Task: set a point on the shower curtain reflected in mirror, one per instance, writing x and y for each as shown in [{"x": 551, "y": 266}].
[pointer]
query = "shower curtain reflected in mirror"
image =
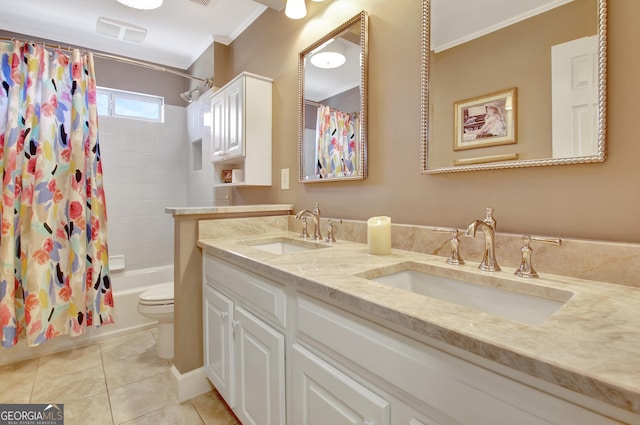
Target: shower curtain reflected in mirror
[
  {"x": 337, "y": 146},
  {"x": 54, "y": 271}
]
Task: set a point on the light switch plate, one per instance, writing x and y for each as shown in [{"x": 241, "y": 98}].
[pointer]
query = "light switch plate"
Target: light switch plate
[{"x": 284, "y": 179}]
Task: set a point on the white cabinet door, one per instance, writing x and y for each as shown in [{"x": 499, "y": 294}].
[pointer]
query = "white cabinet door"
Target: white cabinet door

_ _ _

Reproduce every line above in full, from the line with "Task: set a point on the light" through the final line, shifting each x and y coordinate in the answers by +47.

Task: set a point on the light switch plate, one per instance, writing x and y for each as shown in [{"x": 241, "y": 98}].
[pointer]
query = "light switch plate"
Target: light switch plate
[{"x": 331, "y": 226}]
Task: set a point on the white cabinet door, one per instance, writing x and y for each as shown in [{"x": 499, "y": 294}].
[pointer]
query = "white cabinet door"
Target: white cabinet door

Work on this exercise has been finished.